Working data:
"""
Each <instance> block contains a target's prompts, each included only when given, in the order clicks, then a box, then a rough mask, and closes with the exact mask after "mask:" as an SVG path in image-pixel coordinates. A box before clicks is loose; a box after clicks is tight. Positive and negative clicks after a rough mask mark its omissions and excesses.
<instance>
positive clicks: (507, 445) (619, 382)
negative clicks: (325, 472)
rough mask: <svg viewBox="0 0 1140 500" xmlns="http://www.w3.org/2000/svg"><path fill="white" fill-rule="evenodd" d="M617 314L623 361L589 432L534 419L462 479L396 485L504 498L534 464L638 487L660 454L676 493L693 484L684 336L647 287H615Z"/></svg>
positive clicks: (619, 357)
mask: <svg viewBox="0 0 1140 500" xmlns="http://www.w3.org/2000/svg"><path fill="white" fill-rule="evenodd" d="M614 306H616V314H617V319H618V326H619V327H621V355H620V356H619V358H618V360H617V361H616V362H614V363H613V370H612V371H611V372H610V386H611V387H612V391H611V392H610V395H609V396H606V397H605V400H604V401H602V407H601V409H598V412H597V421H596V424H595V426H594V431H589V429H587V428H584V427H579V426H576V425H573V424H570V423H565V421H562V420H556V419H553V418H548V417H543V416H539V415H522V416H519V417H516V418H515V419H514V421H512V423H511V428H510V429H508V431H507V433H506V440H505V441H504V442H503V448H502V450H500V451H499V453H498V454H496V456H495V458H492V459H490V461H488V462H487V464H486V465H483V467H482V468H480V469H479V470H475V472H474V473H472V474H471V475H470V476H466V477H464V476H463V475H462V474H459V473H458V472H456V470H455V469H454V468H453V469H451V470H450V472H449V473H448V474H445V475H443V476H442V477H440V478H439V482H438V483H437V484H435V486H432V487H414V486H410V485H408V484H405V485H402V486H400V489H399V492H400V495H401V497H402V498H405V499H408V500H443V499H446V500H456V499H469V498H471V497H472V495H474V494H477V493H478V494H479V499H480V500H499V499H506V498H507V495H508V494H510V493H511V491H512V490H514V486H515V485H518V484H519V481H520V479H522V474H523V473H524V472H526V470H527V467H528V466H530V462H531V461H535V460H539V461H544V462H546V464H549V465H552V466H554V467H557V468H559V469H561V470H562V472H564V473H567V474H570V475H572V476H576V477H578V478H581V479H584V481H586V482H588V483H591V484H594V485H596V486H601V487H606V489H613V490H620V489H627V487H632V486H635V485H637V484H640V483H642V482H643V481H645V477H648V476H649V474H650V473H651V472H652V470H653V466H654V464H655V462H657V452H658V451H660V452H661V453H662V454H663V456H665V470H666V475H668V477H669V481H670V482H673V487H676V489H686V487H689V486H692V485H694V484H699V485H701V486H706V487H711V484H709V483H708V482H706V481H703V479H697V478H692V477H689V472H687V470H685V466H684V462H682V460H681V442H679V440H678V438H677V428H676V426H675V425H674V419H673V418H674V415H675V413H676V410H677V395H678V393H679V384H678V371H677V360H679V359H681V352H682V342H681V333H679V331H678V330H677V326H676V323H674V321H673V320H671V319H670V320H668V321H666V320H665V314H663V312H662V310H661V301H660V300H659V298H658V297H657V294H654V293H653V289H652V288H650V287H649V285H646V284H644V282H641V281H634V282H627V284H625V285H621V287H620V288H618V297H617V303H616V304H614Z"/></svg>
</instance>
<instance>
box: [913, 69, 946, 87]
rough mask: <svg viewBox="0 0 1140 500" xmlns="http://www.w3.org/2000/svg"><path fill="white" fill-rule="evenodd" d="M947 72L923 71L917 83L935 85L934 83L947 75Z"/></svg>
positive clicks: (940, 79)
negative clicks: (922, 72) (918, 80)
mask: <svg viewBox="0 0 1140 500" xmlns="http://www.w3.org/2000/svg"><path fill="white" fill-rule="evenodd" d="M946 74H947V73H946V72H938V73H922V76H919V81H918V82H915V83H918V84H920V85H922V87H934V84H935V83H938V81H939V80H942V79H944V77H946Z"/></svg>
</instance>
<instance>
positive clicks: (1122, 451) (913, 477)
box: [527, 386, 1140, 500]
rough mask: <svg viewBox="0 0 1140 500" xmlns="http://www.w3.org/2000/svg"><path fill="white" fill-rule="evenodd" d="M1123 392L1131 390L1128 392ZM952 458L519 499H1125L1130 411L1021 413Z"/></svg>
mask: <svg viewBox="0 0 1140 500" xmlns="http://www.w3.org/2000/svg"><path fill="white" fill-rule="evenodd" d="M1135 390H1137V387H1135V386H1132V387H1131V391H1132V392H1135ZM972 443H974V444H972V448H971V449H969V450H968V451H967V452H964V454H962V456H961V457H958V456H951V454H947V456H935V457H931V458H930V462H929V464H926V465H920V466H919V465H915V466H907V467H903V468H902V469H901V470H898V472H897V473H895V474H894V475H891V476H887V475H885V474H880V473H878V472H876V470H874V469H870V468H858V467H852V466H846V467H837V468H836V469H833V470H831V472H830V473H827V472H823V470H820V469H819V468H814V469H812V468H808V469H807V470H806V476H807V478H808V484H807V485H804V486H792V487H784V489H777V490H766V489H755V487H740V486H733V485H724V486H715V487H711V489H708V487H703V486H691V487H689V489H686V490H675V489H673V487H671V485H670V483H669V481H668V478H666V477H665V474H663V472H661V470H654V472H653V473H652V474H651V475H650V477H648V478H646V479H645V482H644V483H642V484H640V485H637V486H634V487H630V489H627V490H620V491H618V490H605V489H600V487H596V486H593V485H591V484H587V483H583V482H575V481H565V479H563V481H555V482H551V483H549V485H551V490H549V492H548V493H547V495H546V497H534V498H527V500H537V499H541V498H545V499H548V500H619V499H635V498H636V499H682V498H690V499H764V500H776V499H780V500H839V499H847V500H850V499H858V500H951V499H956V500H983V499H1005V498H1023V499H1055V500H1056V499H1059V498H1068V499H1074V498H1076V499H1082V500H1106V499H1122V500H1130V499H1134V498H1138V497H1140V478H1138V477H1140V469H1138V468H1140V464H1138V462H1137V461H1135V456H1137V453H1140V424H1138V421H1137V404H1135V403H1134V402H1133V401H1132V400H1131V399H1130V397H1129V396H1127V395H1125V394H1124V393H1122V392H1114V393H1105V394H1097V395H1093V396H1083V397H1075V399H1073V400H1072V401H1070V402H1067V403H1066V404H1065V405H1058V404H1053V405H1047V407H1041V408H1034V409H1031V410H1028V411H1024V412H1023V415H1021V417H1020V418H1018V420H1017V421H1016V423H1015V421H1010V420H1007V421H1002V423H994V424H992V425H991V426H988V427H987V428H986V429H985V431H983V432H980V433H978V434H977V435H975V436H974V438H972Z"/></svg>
"""
Problem details: Write out the material from the first line to the last, exactly.

Finished task:
Each <instance> block contains a target's prompts, each included only when given, in the order clicks, then a box, then a rough mask, and closes with the exact mask after "mask:" as an SVG path in image-pixel coordinates. A box before clicks is loose; a box after clicks is tight. Positive and negative clicks after a rough mask mark its omissions and excesses.
<instance>
positive clicks: (507, 445) (619, 382)
negative clicks: (325, 472)
rough mask: <svg viewBox="0 0 1140 500" xmlns="http://www.w3.org/2000/svg"><path fill="white" fill-rule="evenodd" d="M617 314L623 361L589 432L534 419L462 479L396 485L504 498L534 464L638 487L660 454L676 493L693 484L684 336L647 287H615Z"/></svg>
positive clicks: (619, 357)
mask: <svg viewBox="0 0 1140 500" xmlns="http://www.w3.org/2000/svg"><path fill="white" fill-rule="evenodd" d="M614 306H616V314H617V319H618V326H619V327H621V355H620V356H619V358H618V360H617V361H616V362H614V363H613V370H612V371H611V372H610V386H611V387H612V391H611V392H610V395H609V396H606V397H605V400H604V401H602V407H601V409H598V412H597V421H596V424H595V426H594V431H589V429H587V428H584V427H579V426H576V425H573V424H570V423H565V421H562V420H556V419H553V418H548V417H543V416H539V415H522V416H519V417H516V418H515V419H514V421H512V423H511V428H510V429H508V431H507V433H506V440H505V441H504V442H503V448H502V450H500V451H499V453H498V454H496V456H495V458H492V459H490V461H488V462H487V464H486V465H483V467H482V468H480V469H479V470H475V472H474V473H472V474H471V475H470V476H466V477H464V476H463V475H462V474H459V473H458V472H456V470H455V469H454V468H453V469H451V470H450V472H449V473H448V474H445V475H443V476H442V477H440V478H439V482H438V483H437V484H435V486H432V487H414V486H410V485H408V484H405V485H402V486H400V489H399V492H400V495H401V497H402V498H405V499H408V500H443V499H446V500H456V499H469V498H471V497H472V495H474V494H477V493H478V494H479V499H480V500H499V499H506V498H507V495H508V494H510V493H511V491H512V490H514V486H515V485H518V484H519V481H520V479H522V474H523V473H524V472H526V470H527V467H528V466H530V462H531V461H535V460H539V461H544V462H546V464H549V465H552V466H554V467H557V468H559V469H561V470H562V472H564V473H567V474H570V475H572V476H576V477H578V478H581V479H584V481H586V482H588V483H591V484H594V485H596V486H601V487H606V489H613V490H620V489H627V487H632V486H635V485H637V484H640V483H642V482H643V481H645V477H648V476H649V474H650V473H651V472H652V470H653V466H654V464H655V462H657V452H658V451H660V452H661V453H662V454H663V456H665V470H666V475H668V477H669V481H670V482H673V487H676V489H686V487H689V486H692V485H694V484H699V485H701V486H706V487H711V484H709V483H708V482H706V481H703V479H697V478H692V477H689V472H687V470H685V466H684V462H682V460H681V442H679V440H678V438H677V428H676V426H675V425H674V419H673V418H674V415H675V413H676V410H677V395H678V393H679V384H678V371H677V360H679V359H681V352H682V342H681V333H679V331H678V330H677V326H676V323H674V321H673V320H671V319H670V320H668V321H666V320H665V314H663V312H662V310H661V301H660V300H659V298H658V297H657V294H654V293H653V289H652V288H650V287H649V285H646V284H644V282H641V281H634V282H627V284H625V285H621V287H620V288H618V297H617V303H616V304H614Z"/></svg>
</instance>
<instance>
box: [913, 69, 946, 87]
rough mask: <svg viewBox="0 0 1140 500" xmlns="http://www.w3.org/2000/svg"><path fill="white" fill-rule="evenodd" d="M947 72L923 71L917 83L935 85L934 83L947 75Z"/></svg>
positive clicks: (940, 79)
negative clicks: (922, 72) (918, 80)
mask: <svg viewBox="0 0 1140 500" xmlns="http://www.w3.org/2000/svg"><path fill="white" fill-rule="evenodd" d="M946 74H947V73H946V72H938V73H922V76H919V81H918V82H915V83H918V84H920V85H922V87H934V84H935V83H938V81H939V80H942V79H944V77H946Z"/></svg>
</instance>
<instance>
positive clicks: (1122, 451) (913, 477)
box: [527, 386, 1140, 500]
rough mask: <svg viewBox="0 0 1140 500" xmlns="http://www.w3.org/2000/svg"><path fill="white" fill-rule="evenodd" d="M1123 392L1131 390L1128 392ZM952 458L519 499H1125L1130 411L1021 413Z"/></svg>
mask: <svg viewBox="0 0 1140 500" xmlns="http://www.w3.org/2000/svg"><path fill="white" fill-rule="evenodd" d="M1135 390H1137V387H1135V386H1132V387H1131V391H1132V392H1135ZM972 443H974V444H972V448H971V449H969V450H968V451H967V452H964V454H962V456H961V457H958V456H951V454H947V456H935V457H931V458H930V462H929V464H926V465H920V466H919V465H915V466H907V467H903V468H902V469H901V470H898V472H897V473H895V474H894V475H891V476H887V475H885V474H880V473H878V472H876V470H874V469H870V468H858V467H852V466H846V467H837V468H836V469H833V470H831V472H830V473H827V472H823V470H820V469H819V468H814V469H812V468H808V469H807V470H806V476H807V478H808V484H807V485H804V486H792V487H784V489H777V490H766V489H755V487H740V486H733V485H724V486H715V487H711V489H708V487H703V486H691V487H689V489H686V490H675V489H673V487H671V485H670V483H669V481H668V478H666V477H665V474H663V472H661V470H654V472H653V473H652V474H651V475H650V477H648V478H646V479H645V482H644V483H642V484H640V485H637V486H634V487H630V489H627V490H620V491H618V490H605V489H600V487H596V486H593V485H591V484H587V483H583V482H575V481H565V479H563V481H555V482H551V483H549V485H551V490H549V492H548V493H547V495H546V497H534V498H527V500H537V499H541V498H545V499H548V500H619V499H635V498H636V499H682V498H690V499H764V500H776V499H780V500H839V499H847V500H850V499H858V500H951V499H956V500H983V499H1005V498H1023V499H1055V500H1056V499H1059V498H1068V499H1074V498H1076V499H1082V500H1106V499H1122V500H1130V499H1134V498H1138V497H1140V478H1138V477H1140V469H1138V468H1140V464H1138V462H1137V461H1135V456H1137V453H1140V424H1138V421H1137V404H1135V403H1134V402H1133V401H1132V400H1131V399H1130V397H1129V396H1127V395H1125V394H1124V393H1122V392H1114V393H1105V394H1097V395H1093V396H1083V397H1075V399H1073V400H1072V401H1070V402H1067V403H1066V404H1065V405H1058V404H1053V405H1047V407H1041V408H1034V409H1031V410H1028V411H1024V412H1023V415H1021V417H1020V418H1018V420H1017V421H1016V423H1015V421H1010V420H1007V421H1002V423H994V424H992V425H991V426H988V427H987V428H986V429H985V431H983V432H980V433H978V434H977V435H975V436H974V438H972Z"/></svg>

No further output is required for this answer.